● What to produce
Count the lines of the material below that contain the string "window". Give only the number.

● Records to use
=====

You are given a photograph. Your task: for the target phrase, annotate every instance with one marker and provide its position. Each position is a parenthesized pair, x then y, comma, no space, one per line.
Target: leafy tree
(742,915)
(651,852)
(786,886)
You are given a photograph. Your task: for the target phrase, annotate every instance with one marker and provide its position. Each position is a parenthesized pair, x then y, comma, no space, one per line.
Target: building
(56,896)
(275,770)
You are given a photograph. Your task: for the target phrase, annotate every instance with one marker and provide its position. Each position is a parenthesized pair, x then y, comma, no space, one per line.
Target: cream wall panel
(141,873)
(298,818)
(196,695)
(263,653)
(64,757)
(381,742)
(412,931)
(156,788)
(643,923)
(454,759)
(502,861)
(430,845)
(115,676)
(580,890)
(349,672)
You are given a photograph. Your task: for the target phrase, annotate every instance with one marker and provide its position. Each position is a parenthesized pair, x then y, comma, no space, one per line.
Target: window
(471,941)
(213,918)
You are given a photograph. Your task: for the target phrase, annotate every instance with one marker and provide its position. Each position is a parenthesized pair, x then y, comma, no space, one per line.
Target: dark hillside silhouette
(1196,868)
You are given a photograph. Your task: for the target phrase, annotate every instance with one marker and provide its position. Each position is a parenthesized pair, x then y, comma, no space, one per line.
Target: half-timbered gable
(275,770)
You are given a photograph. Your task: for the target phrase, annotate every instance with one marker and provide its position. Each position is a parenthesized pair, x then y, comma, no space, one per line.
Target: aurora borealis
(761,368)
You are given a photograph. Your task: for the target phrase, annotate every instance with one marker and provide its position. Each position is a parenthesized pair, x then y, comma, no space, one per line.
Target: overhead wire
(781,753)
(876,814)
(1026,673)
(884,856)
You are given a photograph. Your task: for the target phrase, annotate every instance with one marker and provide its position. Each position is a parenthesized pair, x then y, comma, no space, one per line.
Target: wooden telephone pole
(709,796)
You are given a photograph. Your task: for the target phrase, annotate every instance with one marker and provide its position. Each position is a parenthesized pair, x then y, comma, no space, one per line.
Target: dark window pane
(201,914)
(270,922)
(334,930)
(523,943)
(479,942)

=====

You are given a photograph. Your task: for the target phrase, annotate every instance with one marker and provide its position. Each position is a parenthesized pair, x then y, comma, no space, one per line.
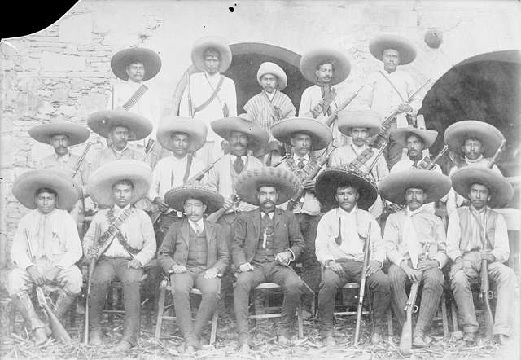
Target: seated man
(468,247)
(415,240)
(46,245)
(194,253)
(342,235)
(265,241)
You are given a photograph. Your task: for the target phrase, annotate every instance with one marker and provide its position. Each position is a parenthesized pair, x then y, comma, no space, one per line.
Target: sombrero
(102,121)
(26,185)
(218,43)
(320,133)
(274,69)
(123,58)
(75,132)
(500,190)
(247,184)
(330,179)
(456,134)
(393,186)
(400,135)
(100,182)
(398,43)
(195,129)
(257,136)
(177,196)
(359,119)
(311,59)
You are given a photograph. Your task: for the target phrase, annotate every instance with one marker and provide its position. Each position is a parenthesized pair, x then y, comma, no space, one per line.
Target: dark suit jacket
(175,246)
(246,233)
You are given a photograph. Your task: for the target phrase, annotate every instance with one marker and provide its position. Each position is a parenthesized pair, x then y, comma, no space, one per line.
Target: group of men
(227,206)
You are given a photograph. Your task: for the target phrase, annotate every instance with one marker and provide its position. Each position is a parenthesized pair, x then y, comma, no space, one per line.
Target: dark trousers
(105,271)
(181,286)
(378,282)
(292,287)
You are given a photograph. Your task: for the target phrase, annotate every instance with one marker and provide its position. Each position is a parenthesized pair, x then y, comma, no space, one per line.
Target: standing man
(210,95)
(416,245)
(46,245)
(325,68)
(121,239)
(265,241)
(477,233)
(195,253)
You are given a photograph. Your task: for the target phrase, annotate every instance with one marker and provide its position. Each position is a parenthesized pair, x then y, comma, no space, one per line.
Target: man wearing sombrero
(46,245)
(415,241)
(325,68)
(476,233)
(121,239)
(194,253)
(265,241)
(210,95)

=====

● Exercise solution
2